What you are asked to do:
Pull every line containing the word "open" out of the material below.

:::::

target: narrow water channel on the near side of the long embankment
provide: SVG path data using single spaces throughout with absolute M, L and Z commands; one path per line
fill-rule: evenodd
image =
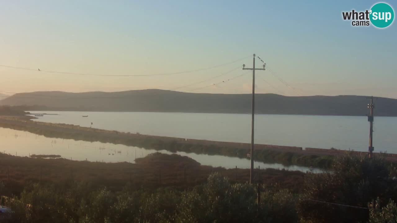
M 143 148 L 125 146 L 120 144 L 110 144 L 102 142 L 76 141 L 62 138 L 47 138 L 25 131 L 0 128 L 0 152 L 17 156 L 29 156 L 32 154 L 55 154 L 63 158 L 72 160 L 118 162 L 127 161 L 134 163 L 135 154 L 137 158 L 144 157 L 154 152 L 171 154 L 166 150 L 146 150 Z M 109 155 L 110 154 L 110 155 Z M 114 154 L 114 155 L 112 155 Z M 188 156 L 198 161 L 202 165 L 225 168 L 249 168 L 250 161 L 247 159 L 232 158 L 226 156 L 208 156 L 193 153 L 177 152 L 181 156 Z M 289 169 L 306 172 L 307 167 L 284 166 L 278 163 L 255 162 L 255 166 L 260 168 Z M 319 172 L 314 169 L 314 172 Z

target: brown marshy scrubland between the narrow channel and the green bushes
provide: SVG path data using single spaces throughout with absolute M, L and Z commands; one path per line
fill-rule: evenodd
M 76 181 L 93 183 L 94 187 L 122 190 L 131 188 L 175 187 L 181 190 L 205 183 L 211 173 L 220 173 L 234 183 L 249 181 L 249 169 L 225 169 L 200 165 L 197 161 L 176 154 L 155 153 L 138 158 L 136 163 L 75 161 L 64 158 L 45 159 L 12 156 L 0 153 L 0 182 L 19 194 L 26 183 L 64 185 Z M 306 173 L 280 169 L 256 170 L 264 185 L 301 190 Z M 297 184 L 298 183 L 298 184 Z

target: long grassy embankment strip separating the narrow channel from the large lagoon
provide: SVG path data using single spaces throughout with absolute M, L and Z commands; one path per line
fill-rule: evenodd
M 50 138 L 67 138 L 90 142 L 99 141 L 104 143 L 123 144 L 126 146 L 137 146 L 146 149 L 168 150 L 170 152 L 180 151 L 238 158 L 247 158 L 247 154 L 249 154 L 251 148 L 251 144 L 249 143 L 141 135 L 80 127 L 78 125 L 44 123 L 32 121 L 31 119 L 36 118 L 29 115 L 0 116 L 0 127 L 27 131 Z M 257 161 L 319 168 L 329 168 L 334 156 L 348 152 L 345 150 L 316 148 L 303 150 L 302 147 L 267 144 L 255 144 L 255 147 L 255 160 Z M 357 153 L 361 154 L 363 152 Z M 397 154 L 391 155 L 397 156 Z

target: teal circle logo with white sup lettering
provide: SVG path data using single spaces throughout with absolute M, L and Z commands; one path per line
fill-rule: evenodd
M 383 2 L 375 4 L 372 6 L 370 14 L 372 25 L 378 28 L 385 28 L 393 23 L 394 11 L 389 4 Z

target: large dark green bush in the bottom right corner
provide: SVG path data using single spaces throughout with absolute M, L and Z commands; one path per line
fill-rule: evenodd
M 313 223 L 368 221 L 368 210 L 320 202 L 366 207 L 377 197 L 382 202 L 395 200 L 397 183 L 389 167 L 380 156 L 370 159 L 349 153 L 335 158 L 330 172 L 306 178 L 299 213 L 306 222 Z

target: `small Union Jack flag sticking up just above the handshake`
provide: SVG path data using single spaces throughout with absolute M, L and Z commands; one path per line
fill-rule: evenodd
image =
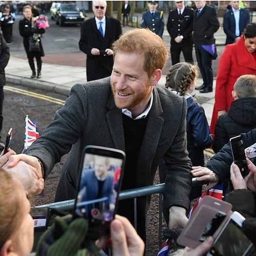
M 34 121 L 29 119 L 28 115 L 25 119 L 25 134 L 24 134 L 24 150 L 25 152 L 29 146 L 39 137 L 37 125 Z

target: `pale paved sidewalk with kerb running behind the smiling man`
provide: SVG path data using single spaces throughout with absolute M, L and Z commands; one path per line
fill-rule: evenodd
M 42 66 L 41 79 L 31 79 L 31 70 L 27 59 L 20 59 L 11 57 L 8 66 L 5 69 L 7 84 L 9 85 L 21 85 L 35 89 L 41 89 L 50 92 L 56 92 L 62 95 L 68 96 L 71 87 L 75 83 L 86 82 L 86 68 L 83 67 L 71 67 L 64 65 L 55 65 L 44 63 Z M 215 91 L 214 80 L 214 91 Z M 164 86 L 165 75 L 163 75 L 159 81 L 159 84 Z M 202 79 L 198 79 L 197 84 L 202 84 Z M 206 117 L 210 124 L 210 118 L 212 108 L 214 104 L 214 92 L 200 94 L 199 91 L 195 91 L 200 98 L 205 98 L 205 103 L 202 104 L 205 109 Z

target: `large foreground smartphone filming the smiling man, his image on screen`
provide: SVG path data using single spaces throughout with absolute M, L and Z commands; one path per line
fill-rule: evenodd
M 88 145 L 80 162 L 80 179 L 74 218 L 89 221 L 88 237 L 110 236 L 121 188 L 125 153 L 114 148 Z

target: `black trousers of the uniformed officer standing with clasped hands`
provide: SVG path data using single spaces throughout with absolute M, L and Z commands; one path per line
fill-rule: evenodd
M 183 53 L 184 59 L 186 62 L 194 63 L 193 56 L 193 44 L 188 46 L 182 46 L 178 44 L 176 41 L 172 41 L 170 43 L 170 56 L 172 58 L 172 64 L 175 65 L 176 63 L 180 62 L 180 53 Z

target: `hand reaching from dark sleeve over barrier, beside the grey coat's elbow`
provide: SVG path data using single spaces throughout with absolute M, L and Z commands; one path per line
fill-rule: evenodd
M 197 181 L 208 181 L 209 185 L 205 187 L 205 191 L 211 189 L 219 182 L 219 177 L 216 173 L 212 172 L 212 170 L 202 167 L 202 166 L 192 166 L 192 170 L 190 171 L 193 177 L 198 177 Z

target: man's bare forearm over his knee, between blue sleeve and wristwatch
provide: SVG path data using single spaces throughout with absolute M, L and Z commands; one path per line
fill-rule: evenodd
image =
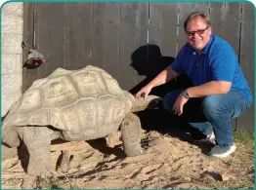
M 227 94 L 231 90 L 232 82 L 210 81 L 197 87 L 191 87 L 187 91 L 191 97 L 202 97 L 206 95 Z

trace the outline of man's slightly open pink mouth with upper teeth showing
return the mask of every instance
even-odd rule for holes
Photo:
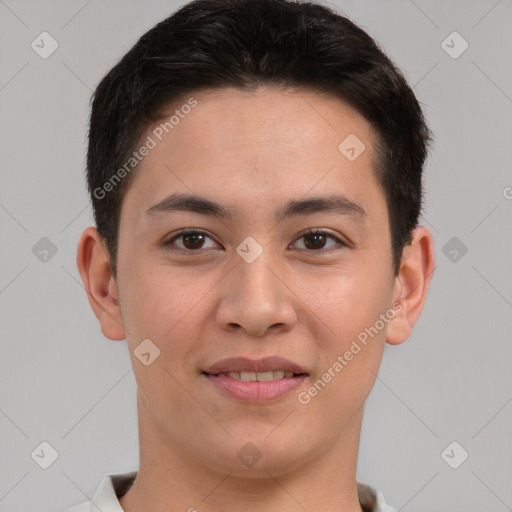
[[[252,403],[282,399],[309,377],[280,357],[223,359],[201,373],[221,394]]]

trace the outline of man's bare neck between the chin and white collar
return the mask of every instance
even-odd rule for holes
[[[139,471],[119,500],[125,512],[362,512],[355,476],[362,409],[325,453],[248,476],[184,453],[143,408],[139,402]]]

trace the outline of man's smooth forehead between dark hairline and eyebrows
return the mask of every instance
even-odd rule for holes
[[[195,106],[184,108],[191,98]],[[380,193],[372,172],[372,129],[331,95],[268,88],[198,91],[168,105],[142,142],[148,137],[154,147],[123,203],[137,216],[172,192],[207,195],[234,208],[252,201],[264,208],[309,192],[340,192],[359,204],[379,200],[371,197]],[[354,149],[355,159],[347,149]]]

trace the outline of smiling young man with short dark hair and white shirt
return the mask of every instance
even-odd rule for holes
[[[77,254],[130,349],[140,467],[75,512],[393,510],[357,455],[434,268],[430,140],[328,7],[196,0],[140,38],[95,91]]]

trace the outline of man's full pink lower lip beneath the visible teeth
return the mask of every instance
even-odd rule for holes
[[[281,398],[300,386],[307,378],[306,374],[302,374],[279,380],[245,382],[222,375],[203,373],[203,376],[223,393],[247,402],[265,402]]]

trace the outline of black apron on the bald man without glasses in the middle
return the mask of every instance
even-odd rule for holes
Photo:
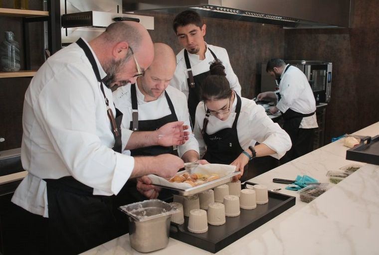
[[[165,90],[165,97],[167,100],[167,103],[169,105],[171,114],[165,117],[162,117],[157,120],[146,120],[146,121],[139,121],[138,120],[138,104],[137,104],[137,93],[136,93],[136,85],[132,84],[130,88],[130,94],[132,98],[132,109],[133,109],[133,120],[130,122],[130,130],[133,131],[154,131],[162,126],[171,123],[171,122],[177,122],[178,117],[175,113],[174,105],[167,94]],[[156,109],[159,110],[159,109]],[[138,148],[138,149],[132,149],[131,150],[131,155],[132,156],[156,156],[156,155],[161,155],[165,153],[171,153],[174,155],[178,155],[178,150],[176,146],[148,146],[148,147],[143,147],[143,148]]]

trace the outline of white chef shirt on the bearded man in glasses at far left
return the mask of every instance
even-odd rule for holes
[[[115,113],[112,92],[105,85],[104,91]],[[109,196],[121,190],[134,168],[133,157],[112,150],[115,139],[100,83],[76,43],[49,57],[31,80],[22,127],[21,161],[28,175],[11,201],[31,213],[48,217],[42,179],[71,175],[93,187],[94,195]]]

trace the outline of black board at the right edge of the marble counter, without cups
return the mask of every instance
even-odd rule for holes
[[[346,151],[346,159],[379,165],[379,135],[361,139],[359,145]]]

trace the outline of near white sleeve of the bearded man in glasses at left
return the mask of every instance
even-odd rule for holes
[[[117,194],[133,171],[134,159],[113,151],[112,138],[109,144],[100,140],[111,131],[97,129],[97,123],[106,119],[98,120],[104,102],[95,77],[88,77],[80,65],[67,69],[56,73],[38,94],[36,119],[75,179],[97,194]],[[107,118],[105,105],[102,118]]]

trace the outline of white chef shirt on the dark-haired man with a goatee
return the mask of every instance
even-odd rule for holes
[[[241,85],[239,84],[238,77],[233,72],[231,68],[229,56],[226,49],[206,44],[206,47],[211,49],[216,57],[221,60],[222,65],[225,67],[226,79],[229,81],[230,88],[232,88],[237,94],[241,95]],[[188,89],[188,72],[186,61],[184,58],[184,50],[182,49],[177,55],[177,69],[175,70],[174,78],[171,80],[170,85],[182,91],[187,99],[189,94]],[[209,50],[205,50],[205,58],[203,60],[199,59],[199,55],[191,54],[188,52],[189,63],[191,64],[192,75],[198,75],[209,71],[209,66],[211,62],[214,61],[214,57]]]

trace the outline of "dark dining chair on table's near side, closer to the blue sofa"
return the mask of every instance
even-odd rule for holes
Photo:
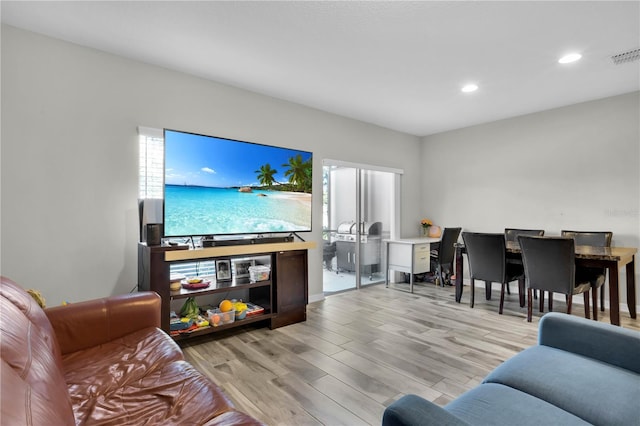
[[[562,293],[567,300],[567,313],[571,314],[574,294],[584,295],[584,316],[589,318],[589,291],[591,283],[576,274],[575,243],[568,237],[518,237],[522,250],[527,286],[527,321],[533,311],[532,290],[540,290],[540,312],[544,308],[544,292],[549,292],[549,310],[553,293]],[[597,301],[597,299],[596,299]]]

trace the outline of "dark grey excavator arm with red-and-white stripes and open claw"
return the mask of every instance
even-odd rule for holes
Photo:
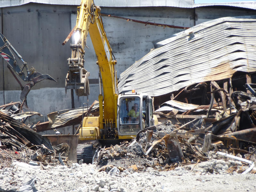
[[[23,103],[24,101],[26,101],[28,92],[36,83],[44,79],[49,79],[57,82],[51,76],[47,74],[44,75],[37,72],[36,69],[33,67],[28,69],[27,63],[22,59],[20,54],[14,49],[14,47],[10,44],[10,42],[6,39],[6,37],[1,33],[0,33],[0,37],[1,37],[0,38],[0,54],[4,58],[4,60],[8,63],[7,67],[10,69],[12,75],[20,84],[20,87],[21,87],[20,99],[23,101]],[[17,78],[17,75],[20,76],[20,78],[23,81],[28,82],[28,84],[23,86],[20,83],[19,79]]]

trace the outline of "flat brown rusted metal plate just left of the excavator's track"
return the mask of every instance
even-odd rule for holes
[[[77,163],[76,148],[78,145],[78,135],[43,135],[49,139],[52,145],[59,145],[60,143],[67,143],[70,147],[68,160]]]

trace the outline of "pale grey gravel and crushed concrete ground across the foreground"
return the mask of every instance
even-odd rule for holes
[[[225,172],[228,166],[236,163],[239,164],[232,160],[212,159],[195,167],[177,167],[172,171],[146,168],[134,172],[129,168],[115,172],[114,167],[114,172],[107,173],[99,172],[100,167],[92,164],[48,165],[46,170],[41,170],[40,166],[13,162],[11,167],[0,170],[0,188],[22,192],[256,191],[256,174]],[[213,168],[212,173],[207,172],[209,168]],[[31,182],[34,187],[25,184],[31,179],[35,179]]]

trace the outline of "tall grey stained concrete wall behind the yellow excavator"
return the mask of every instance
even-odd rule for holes
[[[101,12],[130,19],[192,27],[206,20],[226,16],[255,15],[256,11],[223,7],[204,7],[196,9],[174,7],[109,8],[101,7]],[[29,92],[27,100],[31,111],[43,117],[30,118],[30,122],[47,121],[47,114],[71,108],[71,93],[65,94],[65,77],[68,71],[67,59],[71,55],[69,41],[62,46],[75,25],[76,6],[25,4],[0,9],[0,29],[4,36],[20,53],[28,66],[33,66],[43,74],[49,74],[58,82],[44,80]],[[117,60],[117,75],[131,66],[153,48],[152,41],[168,37],[184,29],[163,28],[132,21],[103,16],[105,31]],[[88,36],[85,49],[85,68],[90,82],[97,82],[98,67],[96,55]],[[26,84],[21,80],[22,84]],[[90,84],[89,105],[98,100],[98,84]],[[20,86],[0,60],[0,105],[19,101]],[[75,97],[75,107],[83,106],[86,97]],[[63,129],[64,131],[66,129]],[[68,133],[69,131],[65,131]]]

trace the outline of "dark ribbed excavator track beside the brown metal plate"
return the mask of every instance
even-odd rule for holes
[[[92,144],[78,144],[76,148],[77,162],[83,159],[83,163],[86,163],[86,164],[92,163],[92,153],[93,153]]]

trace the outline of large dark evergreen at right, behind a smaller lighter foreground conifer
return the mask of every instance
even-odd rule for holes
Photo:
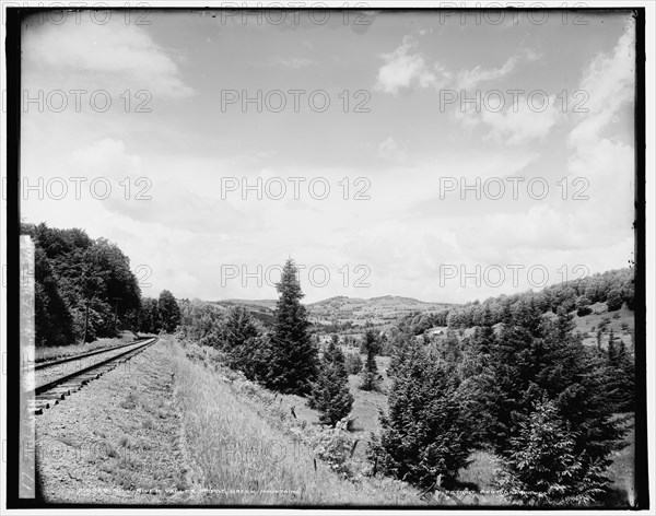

:::::

Answer below:
trace the outline of man's slightly open pink mouth with upper teeth showing
trace the outline of "dark grey excavator arm with red-and-white stripes and open claw"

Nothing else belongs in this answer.